◆ **Exercise directions**:
Write out the lines in the records below, from the line containing "Please drop a marker on the tiled" through the end of the records, as a JSON list of strings with one string per line and blank lines omitted.

◆ **Available data**:
——
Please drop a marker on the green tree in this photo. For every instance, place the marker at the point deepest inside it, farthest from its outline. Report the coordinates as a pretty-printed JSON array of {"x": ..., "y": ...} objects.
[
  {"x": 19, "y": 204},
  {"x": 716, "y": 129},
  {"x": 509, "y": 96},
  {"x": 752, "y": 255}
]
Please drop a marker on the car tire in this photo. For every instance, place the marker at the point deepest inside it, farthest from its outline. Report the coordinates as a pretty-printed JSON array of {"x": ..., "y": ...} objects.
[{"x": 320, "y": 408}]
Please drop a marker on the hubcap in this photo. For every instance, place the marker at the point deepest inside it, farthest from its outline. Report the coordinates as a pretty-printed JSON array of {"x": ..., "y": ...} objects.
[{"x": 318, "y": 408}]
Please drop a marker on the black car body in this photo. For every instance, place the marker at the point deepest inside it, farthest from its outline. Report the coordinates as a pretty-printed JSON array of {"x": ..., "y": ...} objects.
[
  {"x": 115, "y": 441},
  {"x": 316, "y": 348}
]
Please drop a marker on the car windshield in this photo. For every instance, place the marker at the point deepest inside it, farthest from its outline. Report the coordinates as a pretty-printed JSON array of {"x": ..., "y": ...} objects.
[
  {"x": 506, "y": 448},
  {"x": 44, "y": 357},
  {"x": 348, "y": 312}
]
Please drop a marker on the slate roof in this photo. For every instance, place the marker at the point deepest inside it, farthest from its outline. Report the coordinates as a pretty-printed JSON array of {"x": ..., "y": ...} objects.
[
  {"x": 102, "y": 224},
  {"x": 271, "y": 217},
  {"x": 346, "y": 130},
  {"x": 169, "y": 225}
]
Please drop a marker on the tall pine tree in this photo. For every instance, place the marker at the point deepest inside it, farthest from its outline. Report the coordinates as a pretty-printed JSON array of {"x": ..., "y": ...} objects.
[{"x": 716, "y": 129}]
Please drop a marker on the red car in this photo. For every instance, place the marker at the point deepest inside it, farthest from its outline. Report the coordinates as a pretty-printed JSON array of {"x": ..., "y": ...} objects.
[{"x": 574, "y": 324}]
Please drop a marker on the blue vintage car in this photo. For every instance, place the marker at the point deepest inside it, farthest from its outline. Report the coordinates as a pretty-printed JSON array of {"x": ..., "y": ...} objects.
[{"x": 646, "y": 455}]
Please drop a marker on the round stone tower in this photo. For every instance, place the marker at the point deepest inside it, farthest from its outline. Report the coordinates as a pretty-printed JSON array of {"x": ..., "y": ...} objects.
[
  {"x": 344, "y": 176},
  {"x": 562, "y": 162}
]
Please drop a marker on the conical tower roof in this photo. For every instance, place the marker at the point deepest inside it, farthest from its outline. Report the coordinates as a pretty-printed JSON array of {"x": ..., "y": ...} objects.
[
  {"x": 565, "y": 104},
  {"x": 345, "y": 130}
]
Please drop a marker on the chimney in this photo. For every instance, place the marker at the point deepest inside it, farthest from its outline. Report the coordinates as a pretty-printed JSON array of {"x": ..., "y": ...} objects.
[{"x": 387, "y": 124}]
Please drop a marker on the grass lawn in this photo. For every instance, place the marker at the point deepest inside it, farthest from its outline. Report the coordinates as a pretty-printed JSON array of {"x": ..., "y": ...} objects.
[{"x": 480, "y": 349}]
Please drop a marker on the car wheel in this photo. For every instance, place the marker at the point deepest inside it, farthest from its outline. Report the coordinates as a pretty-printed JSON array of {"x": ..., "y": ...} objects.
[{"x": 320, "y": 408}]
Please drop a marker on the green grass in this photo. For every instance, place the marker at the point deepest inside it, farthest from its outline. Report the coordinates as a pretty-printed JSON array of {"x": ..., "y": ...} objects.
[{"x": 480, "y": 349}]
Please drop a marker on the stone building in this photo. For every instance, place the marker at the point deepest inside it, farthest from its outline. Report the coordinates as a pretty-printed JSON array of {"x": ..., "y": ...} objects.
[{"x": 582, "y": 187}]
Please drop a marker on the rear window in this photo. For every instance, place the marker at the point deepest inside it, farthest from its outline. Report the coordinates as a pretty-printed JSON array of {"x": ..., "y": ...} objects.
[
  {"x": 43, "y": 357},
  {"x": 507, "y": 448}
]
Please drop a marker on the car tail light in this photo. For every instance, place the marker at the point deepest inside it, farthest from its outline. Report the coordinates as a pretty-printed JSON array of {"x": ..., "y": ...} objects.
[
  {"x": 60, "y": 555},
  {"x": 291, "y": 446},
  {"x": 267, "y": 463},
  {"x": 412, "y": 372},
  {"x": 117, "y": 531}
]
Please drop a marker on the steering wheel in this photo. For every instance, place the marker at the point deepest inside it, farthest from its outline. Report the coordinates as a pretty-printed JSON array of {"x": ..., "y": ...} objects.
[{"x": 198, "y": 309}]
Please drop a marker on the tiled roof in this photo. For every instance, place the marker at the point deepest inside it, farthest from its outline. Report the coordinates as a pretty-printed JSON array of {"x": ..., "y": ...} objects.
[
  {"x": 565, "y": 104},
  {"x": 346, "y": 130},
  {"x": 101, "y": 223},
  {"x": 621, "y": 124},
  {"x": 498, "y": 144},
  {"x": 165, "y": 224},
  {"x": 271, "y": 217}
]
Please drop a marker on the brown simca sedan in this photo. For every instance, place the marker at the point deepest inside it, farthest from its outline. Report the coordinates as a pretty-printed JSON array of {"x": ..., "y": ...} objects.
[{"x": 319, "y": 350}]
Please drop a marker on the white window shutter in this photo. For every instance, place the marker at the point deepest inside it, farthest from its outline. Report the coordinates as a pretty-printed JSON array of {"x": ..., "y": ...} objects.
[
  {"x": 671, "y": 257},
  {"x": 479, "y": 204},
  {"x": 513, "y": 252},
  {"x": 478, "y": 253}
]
——
◆ **Completed task**:
[
  "Please drop a marker on the tiled roof in this photo. For every instance, place the marker at the point deepest inside it, farthest from its outline. Report the coordinates as a pretty-printed JSON array of {\"x\": ..., \"y\": ...} objects.",
  "[",
  "  {\"x\": 565, \"y\": 104},",
  "  {\"x\": 346, \"y\": 130},",
  "  {\"x\": 101, \"y\": 223},",
  "  {\"x\": 621, \"y\": 124},",
  "  {\"x\": 498, \"y\": 144},",
  "  {\"x\": 165, \"y\": 224},",
  "  {\"x\": 271, \"y\": 217}",
  "]",
  "Please drop a marker on the brown simca sedan in this photo. For every instance, place the marker at the point deepest inside it, farthest from its outline. Report the coordinates as a pretty-printed JSON array of {\"x\": ..., \"y\": ...} objects.",
  "[{\"x\": 319, \"y\": 350}]",
  "Please drop a marker on the white window shutter in this photo. For every instance, place the marker at the point deepest inside it, farthest from its outline. Report the coordinates as a pretty-printed JSON array of {\"x\": ..., \"y\": ...} objects.",
  "[",
  "  {\"x\": 671, \"y\": 257},",
  "  {\"x\": 479, \"y\": 204},",
  "  {\"x\": 513, \"y\": 252},",
  "  {\"x\": 478, \"y\": 253}",
  "]"
]